[start of Records provided]

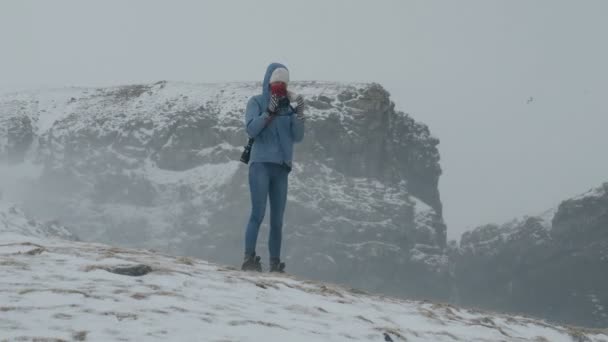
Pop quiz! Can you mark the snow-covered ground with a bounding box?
[0,206,608,342]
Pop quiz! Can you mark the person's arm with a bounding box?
[245,97,272,138]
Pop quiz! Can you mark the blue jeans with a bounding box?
[245,162,289,259]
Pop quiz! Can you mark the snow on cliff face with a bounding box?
[0,81,447,297]
[452,183,608,327]
[0,214,608,342]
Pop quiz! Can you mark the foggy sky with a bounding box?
[0,0,608,238]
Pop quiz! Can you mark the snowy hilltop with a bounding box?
[0,81,448,298]
[451,183,608,328]
[0,207,608,342]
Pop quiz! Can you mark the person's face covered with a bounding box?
[270,82,287,97]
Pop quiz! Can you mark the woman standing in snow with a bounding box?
[242,63,304,272]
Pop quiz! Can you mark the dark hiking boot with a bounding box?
[241,253,262,272]
[270,258,285,273]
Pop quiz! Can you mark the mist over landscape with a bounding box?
[0,1,608,341]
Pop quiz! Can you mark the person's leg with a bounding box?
[268,165,288,260]
[245,163,270,256]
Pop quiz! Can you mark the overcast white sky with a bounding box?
[0,0,608,237]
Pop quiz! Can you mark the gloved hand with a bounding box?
[268,94,279,115]
[287,91,306,119]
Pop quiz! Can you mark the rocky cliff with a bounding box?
[452,183,608,327]
[0,81,448,297]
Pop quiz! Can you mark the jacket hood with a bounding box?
[262,63,289,108]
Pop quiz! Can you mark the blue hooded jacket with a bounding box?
[245,63,304,167]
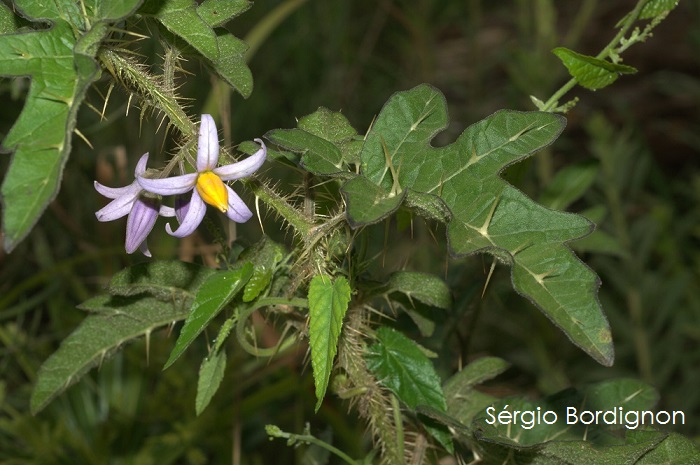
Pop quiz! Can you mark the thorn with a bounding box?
[73,128,95,150]
[146,329,151,366]
[481,257,497,299]
[100,82,114,121]
[125,94,134,116]
[255,195,265,236]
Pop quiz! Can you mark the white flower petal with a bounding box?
[213,139,267,181]
[165,189,207,237]
[226,186,253,223]
[136,173,199,195]
[197,114,219,173]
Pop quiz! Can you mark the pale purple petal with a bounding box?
[158,205,175,218]
[134,152,148,176]
[139,240,151,258]
[95,183,141,222]
[95,181,141,199]
[226,186,253,223]
[124,198,159,256]
[212,139,267,181]
[175,194,192,223]
[197,114,219,173]
[165,189,207,237]
[136,173,199,195]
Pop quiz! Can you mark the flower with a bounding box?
[95,153,175,257]
[136,114,267,237]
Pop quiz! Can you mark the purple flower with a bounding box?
[95,153,175,257]
[136,114,267,237]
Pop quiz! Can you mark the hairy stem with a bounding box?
[542,0,649,111]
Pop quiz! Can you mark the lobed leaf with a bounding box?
[342,85,614,365]
[552,47,637,90]
[163,263,253,370]
[139,0,253,97]
[639,0,678,19]
[0,0,141,252]
[365,327,452,450]
[265,107,358,176]
[30,295,188,414]
[308,275,351,410]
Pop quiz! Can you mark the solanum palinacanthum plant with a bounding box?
[0,0,689,464]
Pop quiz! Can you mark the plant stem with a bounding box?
[389,394,405,457]
[265,425,358,465]
[241,179,313,237]
[542,0,649,111]
[97,48,197,138]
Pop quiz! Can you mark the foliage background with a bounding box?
[0,0,700,464]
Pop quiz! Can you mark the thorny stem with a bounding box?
[98,48,322,238]
[97,48,197,137]
[542,0,649,112]
[265,425,358,465]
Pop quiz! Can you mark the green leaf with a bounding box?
[308,275,351,411]
[552,47,637,90]
[30,295,187,414]
[243,267,272,302]
[163,263,253,370]
[443,357,510,426]
[197,0,252,27]
[539,162,598,210]
[0,2,17,34]
[632,432,700,465]
[265,129,344,175]
[195,351,226,415]
[108,260,216,305]
[342,176,406,228]
[365,327,452,450]
[265,107,357,176]
[343,85,614,365]
[365,327,446,412]
[139,0,253,97]
[0,0,140,252]
[639,0,678,19]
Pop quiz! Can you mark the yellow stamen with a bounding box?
[197,171,228,213]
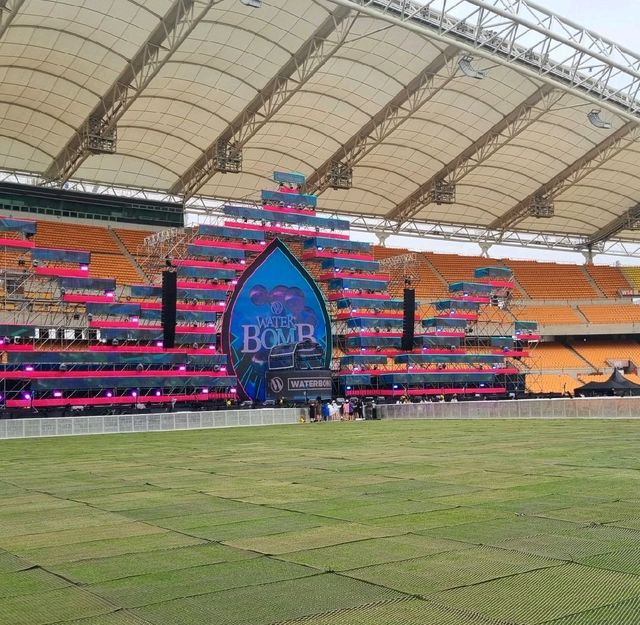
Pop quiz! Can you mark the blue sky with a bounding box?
[380,0,640,265]
[548,0,640,53]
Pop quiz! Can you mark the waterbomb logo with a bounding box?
[222,239,331,401]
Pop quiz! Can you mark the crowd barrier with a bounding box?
[377,397,640,419]
[0,408,306,439]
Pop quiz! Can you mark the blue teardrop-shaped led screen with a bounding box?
[222,239,332,401]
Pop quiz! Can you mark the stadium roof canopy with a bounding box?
[0,0,640,254]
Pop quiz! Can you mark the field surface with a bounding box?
[0,421,640,625]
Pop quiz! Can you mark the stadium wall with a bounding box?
[378,397,640,419]
[0,408,306,440]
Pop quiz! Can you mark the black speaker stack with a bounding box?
[161,270,178,349]
[400,289,416,352]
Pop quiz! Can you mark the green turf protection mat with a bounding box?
[616,519,640,530]
[312,499,450,523]
[178,513,338,549]
[424,514,580,545]
[134,574,402,625]
[65,488,201,512]
[481,494,607,523]
[0,569,70,601]
[20,532,206,566]
[434,483,576,511]
[238,483,332,505]
[52,543,258,584]
[545,500,640,525]
[497,525,640,561]
[0,549,33,573]
[278,534,468,571]
[0,491,84,521]
[545,598,640,625]
[90,558,317,608]
[0,504,128,542]
[367,507,506,532]
[344,547,561,595]
[434,564,640,625]
[226,523,398,554]
[580,547,640,575]
[278,598,506,625]
[0,520,166,552]
[286,491,400,518]
[153,503,296,531]
[0,587,114,625]
[55,610,149,625]
[118,493,258,521]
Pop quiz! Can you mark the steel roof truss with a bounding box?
[306,46,458,194]
[44,0,222,185]
[170,7,358,200]
[489,122,640,230]
[387,85,564,222]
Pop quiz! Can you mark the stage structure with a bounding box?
[0,173,539,412]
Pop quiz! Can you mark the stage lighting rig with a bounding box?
[587,109,611,130]
[213,140,242,174]
[529,195,555,219]
[458,54,486,80]
[327,161,353,190]
[431,180,456,204]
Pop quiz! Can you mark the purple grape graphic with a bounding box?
[249,284,269,306]
[284,286,304,315]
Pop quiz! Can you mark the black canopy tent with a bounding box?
[575,369,640,397]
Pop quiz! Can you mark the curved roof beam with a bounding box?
[44,0,221,185]
[330,0,640,120]
[169,7,357,201]
[386,85,564,223]
[489,122,640,231]
[587,203,640,247]
[0,0,25,39]
[305,46,458,195]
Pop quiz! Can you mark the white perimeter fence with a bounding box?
[378,397,640,419]
[0,397,640,439]
[0,408,301,439]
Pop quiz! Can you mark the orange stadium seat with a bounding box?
[585,265,631,297]
[371,245,448,300]
[526,373,583,394]
[113,228,154,257]
[34,221,142,284]
[514,306,585,326]
[425,252,521,297]
[571,339,640,370]
[578,304,640,323]
[620,267,640,289]
[524,343,590,371]
[34,221,122,255]
[505,260,601,300]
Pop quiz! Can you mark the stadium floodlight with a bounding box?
[458,54,486,80]
[587,109,611,130]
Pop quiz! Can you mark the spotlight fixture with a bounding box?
[587,109,611,130]
[458,54,486,80]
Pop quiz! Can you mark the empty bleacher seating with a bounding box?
[579,304,640,324]
[526,373,583,394]
[505,260,601,300]
[525,343,589,371]
[571,339,640,370]
[34,221,141,284]
[584,265,632,297]
[371,245,447,300]
[516,306,585,325]
[620,267,640,289]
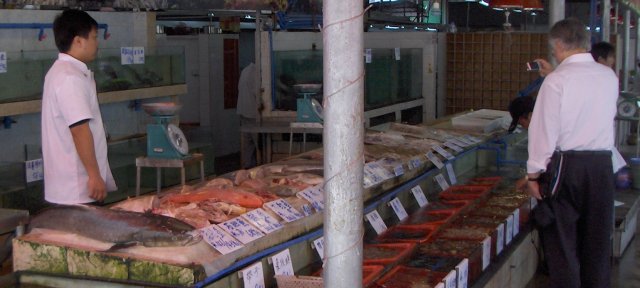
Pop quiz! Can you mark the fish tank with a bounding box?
[272,48,423,111]
[0,46,185,104]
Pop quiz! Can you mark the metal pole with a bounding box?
[622,8,631,91]
[322,0,364,288]
[549,0,565,27]
[600,0,611,42]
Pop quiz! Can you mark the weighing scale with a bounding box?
[293,84,323,123]
[142,103,189,159]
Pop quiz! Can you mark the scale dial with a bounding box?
[167,124,189,155]
[618,100,638,117]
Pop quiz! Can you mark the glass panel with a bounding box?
[272,48,422,111]
[0,47,185,103]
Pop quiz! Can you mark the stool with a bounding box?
[136,153,204,196]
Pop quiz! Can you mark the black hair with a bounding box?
[549,18,590,50]
[53,9,98,53]
[591,41,616,61]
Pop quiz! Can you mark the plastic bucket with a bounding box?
[629,158,640,189]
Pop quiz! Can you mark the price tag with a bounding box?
[264,199,304,222]
[482,237,491,271]
[271,249,294,276]
[409,157,422,170]
[432,145,455,160]
[242,208,283,234]
[24,158,44,183]
[449,138,469,147]
[504,215,513,246]
[425,151,444,169]
[366,210,387,235]
[393,164,404,176]
[132,47,144,64]
[242,261,265,288]
[296,185,324,212]
[218,217,264,244]
[0,51,7,73]
[496,223,504,255]
[313,237,324,262]
[444,141,464,153]
[513,208,520,238]
[411,185,429,208]
[456,258,469,288]
[120,47,133,65]
[447,163,458,185]
[200,225,244,255]
[389,197,409,221]
[436,174,449,191]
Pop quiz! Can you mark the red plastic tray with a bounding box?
[376,266,447,288]
[362,243,416,265]
[440,185,490,200]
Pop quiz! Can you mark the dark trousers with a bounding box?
[541,152,615,288]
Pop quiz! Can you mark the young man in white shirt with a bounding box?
[42,10,117,204]
[527,19,618,288]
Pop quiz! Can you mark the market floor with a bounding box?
[526,208,640,288]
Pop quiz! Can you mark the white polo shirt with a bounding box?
[42,53,117,204]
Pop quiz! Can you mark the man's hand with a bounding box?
[527,181,542,200]
[533,59,554,77]
[87,175,107,201]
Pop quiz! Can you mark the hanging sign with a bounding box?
[200,225,244,255]
[242,208,283,234]
[366,210,387,235]
[242,261,265,288]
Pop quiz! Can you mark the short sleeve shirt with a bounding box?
[42,53,117,204]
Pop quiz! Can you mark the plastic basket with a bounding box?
[275,275,324,288]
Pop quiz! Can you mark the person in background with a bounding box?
[236,62,259,169]
[42,10,117,204]
[527,19,618,287]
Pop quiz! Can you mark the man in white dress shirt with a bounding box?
[527,19,618,288]
[42,10,117,204]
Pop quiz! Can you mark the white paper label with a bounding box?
[496,223,504,255]
[513,208,520,237]
[24,158,44,183]
[296,184,324,212]
[443,270,458,288]
[529,197,538,210]
[271,249,294,276]
[218,217,264,244]
[389,197,409,221]
[504,215,513,246]
[425,151,444,169]
[264,199,304,222]
[242,208,283,234]
[482,237,491,271]
[432,145,455,160]
[0,51,7,73]
[456,258,469,288]
[436,174,449,191]
[411,185,429,208]
[393,164,404,176]
[313,237,324,262]
[409,157,422,170]
[366,210,387,235]
[447,163,458,185]
[242,261,265,288]
[444,141,464,153]
[200,225,244,255]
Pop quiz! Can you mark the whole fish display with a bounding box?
[28,205,201,250]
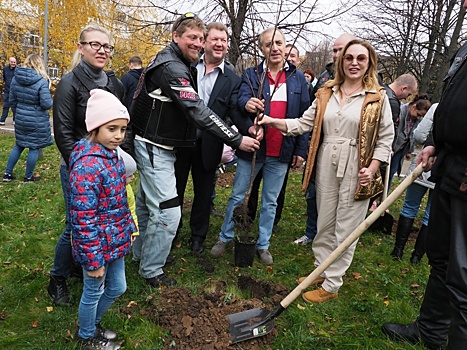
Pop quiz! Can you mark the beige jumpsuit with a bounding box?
[286,87,394,293]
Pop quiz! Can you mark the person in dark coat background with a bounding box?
[3,54,52,182]
[383,0,467,350]
[121,56,144,109]
[0,57,16,125]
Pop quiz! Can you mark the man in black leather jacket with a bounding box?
[47,25,123,306]
[383,0,467,350]
[130,13,259,287]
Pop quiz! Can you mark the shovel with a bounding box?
[226,163,423,344]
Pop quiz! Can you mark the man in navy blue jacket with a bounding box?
[383,0,467,350]
[0,57,16,125]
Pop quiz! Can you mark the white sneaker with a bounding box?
[293,235,313,245]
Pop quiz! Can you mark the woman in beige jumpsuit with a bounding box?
[258,39,394,303]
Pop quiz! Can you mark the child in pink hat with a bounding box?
[70,89,137,349]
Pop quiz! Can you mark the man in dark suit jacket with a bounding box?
[175,22,255,254]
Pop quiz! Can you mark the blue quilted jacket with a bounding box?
[70,138,137,270]
[10,67,52,148]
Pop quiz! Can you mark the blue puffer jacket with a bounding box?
[236,63,310,163]
[70,139,137,270]
[10,67,52,148]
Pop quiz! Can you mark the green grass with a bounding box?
[0,134,429,350]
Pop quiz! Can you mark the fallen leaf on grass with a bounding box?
[66,329,75,339]
[126,300,138,307]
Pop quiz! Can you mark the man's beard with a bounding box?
[182,52,199,63]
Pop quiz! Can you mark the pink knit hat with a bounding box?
[85,89,130,132]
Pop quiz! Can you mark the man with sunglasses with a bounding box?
[130,13,259,287]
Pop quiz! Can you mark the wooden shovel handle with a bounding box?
[280,163,423,308]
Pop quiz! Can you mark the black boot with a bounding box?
[47,275,73,306]
[391,215,414,260]
[410,225,428,265]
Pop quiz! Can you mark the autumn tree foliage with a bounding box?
[353,0,465,101]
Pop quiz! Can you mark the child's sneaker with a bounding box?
[23,176,41,182]
[2,173,15,182]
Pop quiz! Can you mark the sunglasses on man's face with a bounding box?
[344,54,368,63]
[173,12,196,32]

[end of Records provided]

» What the task requires: Extract every line in the records above that contains the string "sneaker", treating uppercase and lowercase as different.

» Complete answer:
Pop quiz! Can you mark the white sneaker with a bounding box?
Pop quiz! Can you mark the child's sneaker with a bounding box?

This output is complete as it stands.